- _ASSIGNMENT_:
Rewrite the forum thread on Uber's IPO from "I can afford to stay off Uber for 12 hours _and_" up to and including "really, for me.", putting "pocket lint" in place of "belly button fluff".
[EXCERPT Boundary: Start]
Just hours before IPO a new platform will be displayed. You may imagine how this may affect uber's IPO. A system put together by a group of retired banking professionals in alliance with a Technical Advisory Committee, a group that comprises many of the world's leading experts on digital identity and its underlying technologies.

I think you'll appreciate the following which is short script of the announcement. 
"In a world with increased conflicts and displacement, we should be working collectively to use digital technologies to empower people with the right to access services and live in dignity. We believe our role is that of a digital ecosystem structure that enables the millions of people creating the capability for others to move around to have an equitable relationship with those benefiting."
This platform will not only disrupt the current models but revolutionize rideshare interaction between providers and users. Complete details will be distributed throughout multiple media channels.
I'll do my best to keep everyone informed.


----------



## The Gift of Fish (Mar 17, 2017)

ratethis said:


> What would it hurt to try? I can afford to stay off uber for 12 hours , or maybe even just do lyft,on a Wednesday. If you can't perhaps there are more important questions you should be asking yourself.


I can afford to stay off Uber for 12 hours _and_ there are more important questions I ponder. Such as, "why is belly button fluff always blue?".

I mean, Uber poverty pay is slightly important, but I don't think working for Uber is worth bothering fighting for. Uber now sucks and it's time to move on. It was good for a while and now it's not. Case closed, really, for me.


----------



## goneubering (Aug 17, 2017)

No Prisoners said:


> Gauging is the word they're using.
> 
> 
> May 8th Wednesday. But emails and tweets going viral already.
> ...


LOL

The big word you're struggling so hard to find is GOUGING!!!!


----------



## MiamiKid (May 24, 2016)

ratethis said:


> What would it hurt to try? I can afford to stay off uber for 12 hours , or maybe even just do lyft,on a Wednesday. If you can't perhaps there are more important questions you should be asking yourself.


Would rather drive hard, 12 hours, just to disrespect the striking drivers!!! ???


----------



## nouberipo (Jul 24, 2018)

MiamiKid said:


> Wrong. They'll just hire smarter drivers. The strike, like always, will fail.
> 
> Wished I was in one of the cities so I could drive all day with great surges!


you mentioned in another post that you are an investor....if that is the case than you understand the importance perception of a company does carry weight with intelligent investors as it will likely have some form of impact, now or in the future, on ROI. So, when you say the strike will fail you obviously are not looking at the ancillary impacts it will have via media and rider experiences. I wish it wasn't just one day but rather for the duration of the IPO roadshow but I think the exposure to the Uber business model from those who provide the actual tangible (e.g. car) and intangible (e.g. experience)


JimKE said:


> *If drivers are serious* about an IPO day strike, the time to do it would be *5 AM -- and for 24 hours.* That would dominate the news prior to the opening of NYSE at 9:30 AM and would hurt Uber's stock price (a little).
> 
> To "strike" during the slow part of the day is a masturbatory exercise -- pleasant, but meaningless.
[EXCERPT Boundary: End]
[MATERIAL SUPPLIED Boundary: Start]
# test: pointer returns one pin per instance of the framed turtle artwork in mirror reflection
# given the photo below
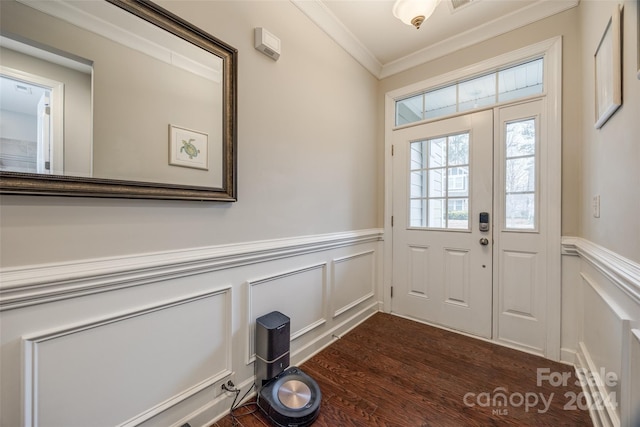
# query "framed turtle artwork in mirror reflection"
(117, 74)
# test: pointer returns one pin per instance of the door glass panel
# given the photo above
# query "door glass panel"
(409, 110)
(437, 184)
(440, 102)
(439, 193)
(437, 213)
(437, 152)
(520, 211)
(458, 213)
(520, 175)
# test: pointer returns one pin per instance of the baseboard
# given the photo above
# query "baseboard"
(216, 409)
(600, 403)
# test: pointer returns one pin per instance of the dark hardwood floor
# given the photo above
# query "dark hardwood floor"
(390, 371)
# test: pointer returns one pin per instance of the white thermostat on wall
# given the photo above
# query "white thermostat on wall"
(267, 43)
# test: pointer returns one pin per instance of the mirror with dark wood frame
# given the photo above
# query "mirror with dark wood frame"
(160, 116)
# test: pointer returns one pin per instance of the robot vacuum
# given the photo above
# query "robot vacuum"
(287, 396)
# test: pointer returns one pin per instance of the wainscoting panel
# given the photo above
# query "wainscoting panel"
(353, 281)
(606, 310)
(145, 353)
(632, 410)
(147, 339)
(299, 294)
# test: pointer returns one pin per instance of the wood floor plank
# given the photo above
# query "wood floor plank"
(390, 371)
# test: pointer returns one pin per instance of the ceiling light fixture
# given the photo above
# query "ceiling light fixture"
(414, 12)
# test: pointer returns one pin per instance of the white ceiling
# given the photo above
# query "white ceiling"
(368, 30)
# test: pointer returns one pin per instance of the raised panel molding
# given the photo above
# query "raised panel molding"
(608, 314)
(281, 292)
(419, 257)
(457, 278)
(353, 281)
(36, 284)
(518, 295)
(102, 357)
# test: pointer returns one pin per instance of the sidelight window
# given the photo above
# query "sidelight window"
(520, 175)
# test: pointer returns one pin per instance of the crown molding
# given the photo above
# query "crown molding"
(329, 23)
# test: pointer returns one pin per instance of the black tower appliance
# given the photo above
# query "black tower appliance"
(286, 395)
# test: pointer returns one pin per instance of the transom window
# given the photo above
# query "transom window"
(503, 85)
(439, 193)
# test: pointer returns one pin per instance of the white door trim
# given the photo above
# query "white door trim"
(551, 49)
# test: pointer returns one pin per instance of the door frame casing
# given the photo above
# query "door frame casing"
(551, 50)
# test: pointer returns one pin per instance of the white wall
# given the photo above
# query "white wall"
(611, 154)
(307, 155)
(601, 268)
(116, 298)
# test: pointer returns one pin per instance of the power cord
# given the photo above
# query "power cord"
(230, 387)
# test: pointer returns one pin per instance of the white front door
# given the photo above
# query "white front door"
(442, 260)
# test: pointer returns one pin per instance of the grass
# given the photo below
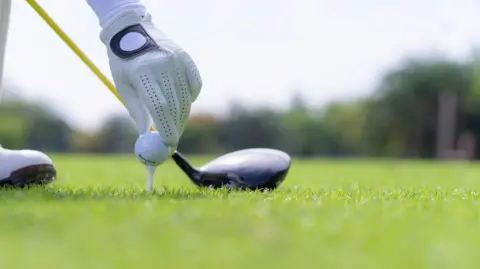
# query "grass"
(328, 214)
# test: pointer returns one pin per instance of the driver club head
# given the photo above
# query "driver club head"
(254, 169)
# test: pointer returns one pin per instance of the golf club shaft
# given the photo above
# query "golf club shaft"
(44, 15)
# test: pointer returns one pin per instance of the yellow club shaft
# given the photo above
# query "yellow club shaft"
(44, 15)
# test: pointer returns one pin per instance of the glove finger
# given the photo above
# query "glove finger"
(169, 87)
(193, 75)
(134, 105)
(184, 99)
(154, 98)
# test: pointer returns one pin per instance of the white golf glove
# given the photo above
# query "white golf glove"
(156, 78)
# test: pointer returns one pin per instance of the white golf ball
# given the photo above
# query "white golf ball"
(150, 149)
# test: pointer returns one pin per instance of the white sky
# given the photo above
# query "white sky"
(260, 50)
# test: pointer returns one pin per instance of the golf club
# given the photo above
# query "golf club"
(254, 169)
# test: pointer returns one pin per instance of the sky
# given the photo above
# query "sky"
(257, 52)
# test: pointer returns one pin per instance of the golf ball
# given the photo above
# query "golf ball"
(150, 149)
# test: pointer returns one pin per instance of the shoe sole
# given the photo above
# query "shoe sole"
(34, 175)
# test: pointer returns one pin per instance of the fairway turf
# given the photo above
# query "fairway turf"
(327, 214)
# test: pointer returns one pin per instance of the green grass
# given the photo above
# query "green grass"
(328, 214)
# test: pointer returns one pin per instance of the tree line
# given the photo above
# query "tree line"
(422, 108)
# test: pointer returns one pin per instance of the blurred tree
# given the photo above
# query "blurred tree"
(402, 119)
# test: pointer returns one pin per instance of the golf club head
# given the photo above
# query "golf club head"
(254, 169)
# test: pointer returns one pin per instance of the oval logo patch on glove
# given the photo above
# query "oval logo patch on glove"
(132, 41)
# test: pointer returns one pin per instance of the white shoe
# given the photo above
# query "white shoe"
(21, 168)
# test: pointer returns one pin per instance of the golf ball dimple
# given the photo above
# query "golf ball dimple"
(150, 149)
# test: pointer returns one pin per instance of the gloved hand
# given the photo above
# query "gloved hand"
(155, 77)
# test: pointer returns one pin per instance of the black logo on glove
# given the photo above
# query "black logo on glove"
(149, 44)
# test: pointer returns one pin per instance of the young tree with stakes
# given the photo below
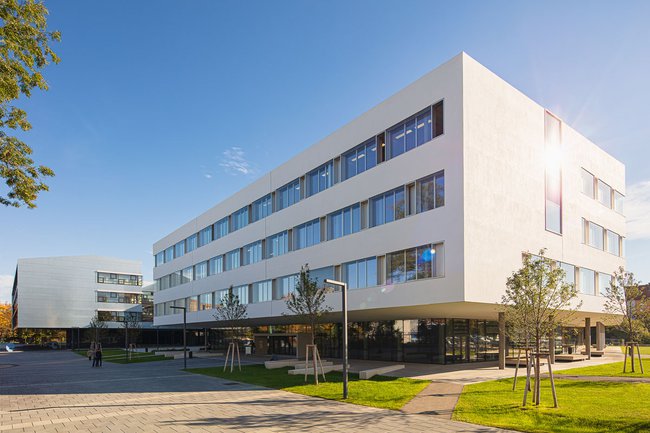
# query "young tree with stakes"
(537, 301)
(231, 311)
(308, 303)
(624, 297)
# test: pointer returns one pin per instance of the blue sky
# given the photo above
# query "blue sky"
(160, 109)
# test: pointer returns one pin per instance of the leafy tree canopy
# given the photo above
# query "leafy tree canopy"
(24, 53)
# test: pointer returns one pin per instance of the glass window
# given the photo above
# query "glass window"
(288, 194)
(587, 283)
(179, 249)
(425, 261)
(396, 141)
(438, 126)
(569, 273)
(277, 244)
(320, 179)
(604, 193)
(335, 225)
(262, 291)
(389, 206)
(613, 243)
(395, 267)
(191, 243)
(232, 260)
(423, 127)
(377, 211)
(440, 189)
(425, 194)
(587, 183)
(253, 253)
(200, 270)
(205, 236)
(371, 153)
(240, 219)
(618, 202)
(307, 235)
(221, 228)
(215, 265)
(205, 301)
(596, 233)
(187, 275)
(169, 254)
(286, 285)
(603, 283)
(242, 293)
(192, 303)
(409, 135)
(262, 208)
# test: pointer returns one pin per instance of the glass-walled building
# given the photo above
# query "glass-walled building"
(424, 206)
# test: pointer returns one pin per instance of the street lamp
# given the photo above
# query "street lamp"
(184, 333)
(344, 311)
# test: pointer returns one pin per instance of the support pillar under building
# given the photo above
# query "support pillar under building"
(502, 341)
(588, 337)
(600, 336)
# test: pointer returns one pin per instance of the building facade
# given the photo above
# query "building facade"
(68, 292)
(424, 205)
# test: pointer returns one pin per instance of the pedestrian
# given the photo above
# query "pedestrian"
(99, 355)
(91, 351)
(95, 363)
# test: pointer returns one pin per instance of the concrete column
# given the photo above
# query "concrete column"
(551, 348)
(600, 336)
(502, 341)
(588, 337)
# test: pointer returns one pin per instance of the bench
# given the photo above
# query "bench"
(310, 370)
(289, 363)
(281, 363)
(595, 352)
(367, 374)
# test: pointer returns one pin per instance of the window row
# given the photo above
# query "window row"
(601, 238)
(122, 279)
(119, 298)
(119, 316)
(404, 136)
(426, 261)
(598, 190)
(419, 196)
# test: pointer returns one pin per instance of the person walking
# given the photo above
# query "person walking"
(99, 355)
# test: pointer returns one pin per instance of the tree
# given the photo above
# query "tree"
(97, 328)
(308, 300)
(537, 301)
(230, 311)
(24, 53)
(624, 297)
(6, 331)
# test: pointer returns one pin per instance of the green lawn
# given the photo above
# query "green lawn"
(380, 391)
(585, 407)
(614, 369)
(118, 356)
(645, 350)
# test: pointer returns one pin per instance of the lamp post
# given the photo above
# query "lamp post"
(344, 312)
(184, 333)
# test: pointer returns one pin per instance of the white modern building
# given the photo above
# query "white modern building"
(424, 205)
(67, 292)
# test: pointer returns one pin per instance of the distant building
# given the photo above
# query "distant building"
(65, 293)
(424, 205)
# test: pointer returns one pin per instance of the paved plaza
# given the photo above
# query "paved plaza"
(60, 392)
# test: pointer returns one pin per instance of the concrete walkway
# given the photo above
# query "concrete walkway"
(60, 392)
(438, 399)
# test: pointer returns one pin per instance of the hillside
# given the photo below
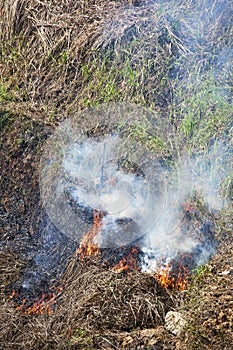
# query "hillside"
(154, 80)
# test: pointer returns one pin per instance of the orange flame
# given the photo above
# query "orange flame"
(87, 247)
(128, 263)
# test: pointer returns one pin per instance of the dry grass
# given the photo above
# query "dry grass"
(94, 302)
(61, 56)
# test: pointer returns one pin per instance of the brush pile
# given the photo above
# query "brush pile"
(57, 58)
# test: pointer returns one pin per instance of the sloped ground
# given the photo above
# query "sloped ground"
(59, 58)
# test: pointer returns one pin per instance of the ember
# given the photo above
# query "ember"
(87, 247)
(128, 263)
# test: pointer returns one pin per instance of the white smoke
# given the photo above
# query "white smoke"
(96, 180)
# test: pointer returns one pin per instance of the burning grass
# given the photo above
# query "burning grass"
(171, 55)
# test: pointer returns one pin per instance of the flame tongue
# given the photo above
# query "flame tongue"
(87, 247)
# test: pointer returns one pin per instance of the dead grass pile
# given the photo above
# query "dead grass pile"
(11, 266)
(102, 299)
(57, 57)
(43, 43)
(95, 302)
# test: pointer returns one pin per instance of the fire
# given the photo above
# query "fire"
(128, 263)
(87, 247)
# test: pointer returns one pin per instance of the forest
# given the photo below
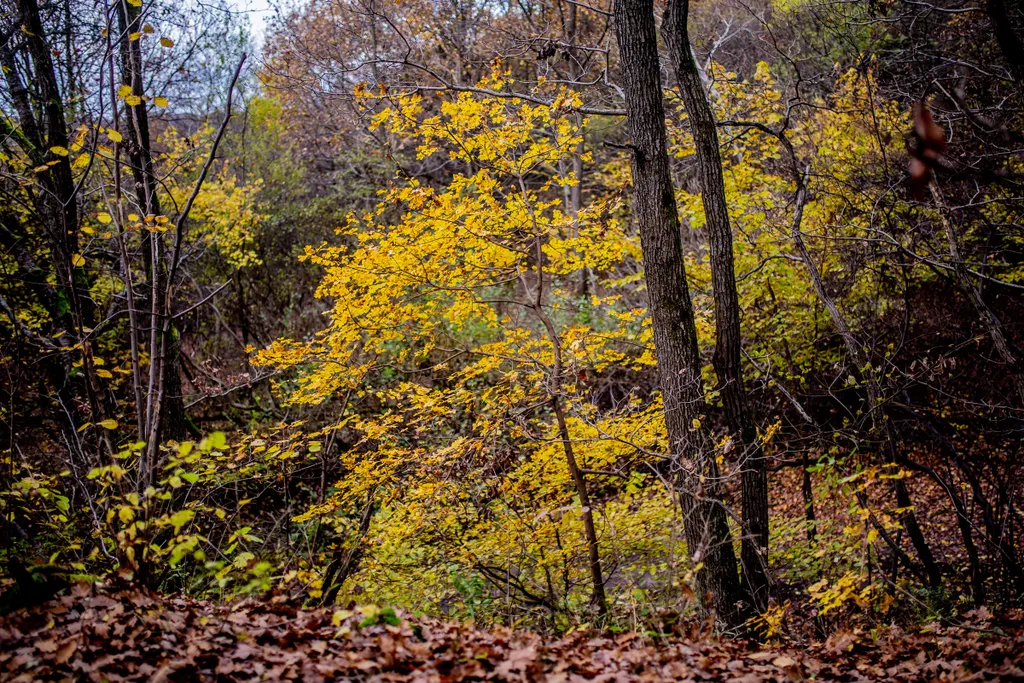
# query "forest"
(446, 340)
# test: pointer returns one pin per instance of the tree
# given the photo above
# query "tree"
(728, 339)
(672, 311)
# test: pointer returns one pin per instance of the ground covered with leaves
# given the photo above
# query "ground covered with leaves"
(131, 635)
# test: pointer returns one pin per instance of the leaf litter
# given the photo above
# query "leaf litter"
(97, 634)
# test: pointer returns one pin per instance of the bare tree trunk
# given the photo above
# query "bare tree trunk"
(672, 313)
(164, 370)
(728, 339)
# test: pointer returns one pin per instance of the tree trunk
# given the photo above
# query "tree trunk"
(877, 411)
(172, 422)
(754, 473)
(672, 313)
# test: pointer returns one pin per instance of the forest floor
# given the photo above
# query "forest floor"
(118, 635)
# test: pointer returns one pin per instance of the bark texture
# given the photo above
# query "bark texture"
(672, 312)
(728, 340)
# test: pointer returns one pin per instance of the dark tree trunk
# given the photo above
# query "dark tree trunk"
(173, 420)
(1008, 23)
(728, 341)
(672, 312)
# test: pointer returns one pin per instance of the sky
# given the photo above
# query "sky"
(259, 12)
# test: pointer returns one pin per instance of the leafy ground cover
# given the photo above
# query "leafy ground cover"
(131, 635)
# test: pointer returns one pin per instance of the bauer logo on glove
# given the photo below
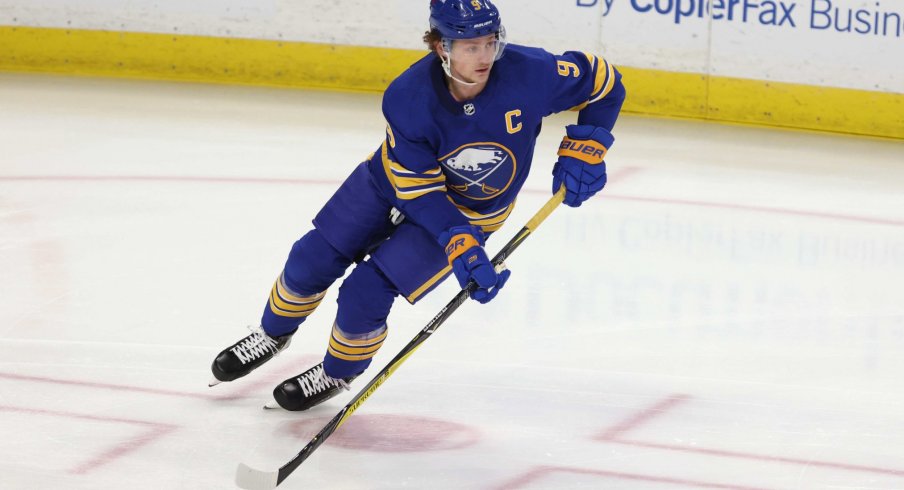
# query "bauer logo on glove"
(580, 167)
(469, 261)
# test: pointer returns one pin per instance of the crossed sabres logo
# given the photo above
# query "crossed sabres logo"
(474, 164)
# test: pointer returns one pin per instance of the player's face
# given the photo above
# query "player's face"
(473, 58)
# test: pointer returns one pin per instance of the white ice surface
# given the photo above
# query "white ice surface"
(729, 314)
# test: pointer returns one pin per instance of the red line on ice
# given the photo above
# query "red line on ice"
(539, 472)
(283, 181)
(155, 431)
(642, 417)
(614, 435)
(763, 457)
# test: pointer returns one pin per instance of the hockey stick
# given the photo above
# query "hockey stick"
(252, 479)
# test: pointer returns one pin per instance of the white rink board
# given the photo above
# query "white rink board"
(808, 42)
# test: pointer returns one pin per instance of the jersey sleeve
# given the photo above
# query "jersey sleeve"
(412, 168)
(586, 83)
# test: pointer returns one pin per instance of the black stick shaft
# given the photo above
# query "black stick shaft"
(409, 349)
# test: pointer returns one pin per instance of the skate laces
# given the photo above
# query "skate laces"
(316, 380)
(255, 345)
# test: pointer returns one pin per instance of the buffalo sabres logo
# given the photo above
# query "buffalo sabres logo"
(479, 171)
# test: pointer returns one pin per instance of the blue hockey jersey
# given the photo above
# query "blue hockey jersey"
(446, 163)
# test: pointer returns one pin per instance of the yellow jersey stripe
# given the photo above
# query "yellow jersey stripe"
(609, 73)
(337, 334)
(336, 346)
(276, 301)
(347, 357)
(417, 184)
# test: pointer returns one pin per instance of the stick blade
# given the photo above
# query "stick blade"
(251, 479)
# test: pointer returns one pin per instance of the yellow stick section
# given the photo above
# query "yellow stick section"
(311, 65)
[MATERIAL SUPPLIED Boundary: End]
- _RESPONSE TO THE EXERCISE_:
I can afford to stay off Uber for 12 hours _and_ there are more important questions I ponder. Such as, "why is pocket lint always blue?".

I mean, Uber poverty pay is slightly important, but I don't think working for Uber is worth bothering fighting for. Uber now sucks and it's time to move on. It was good for a while and now it's not. Case closed, really, for me.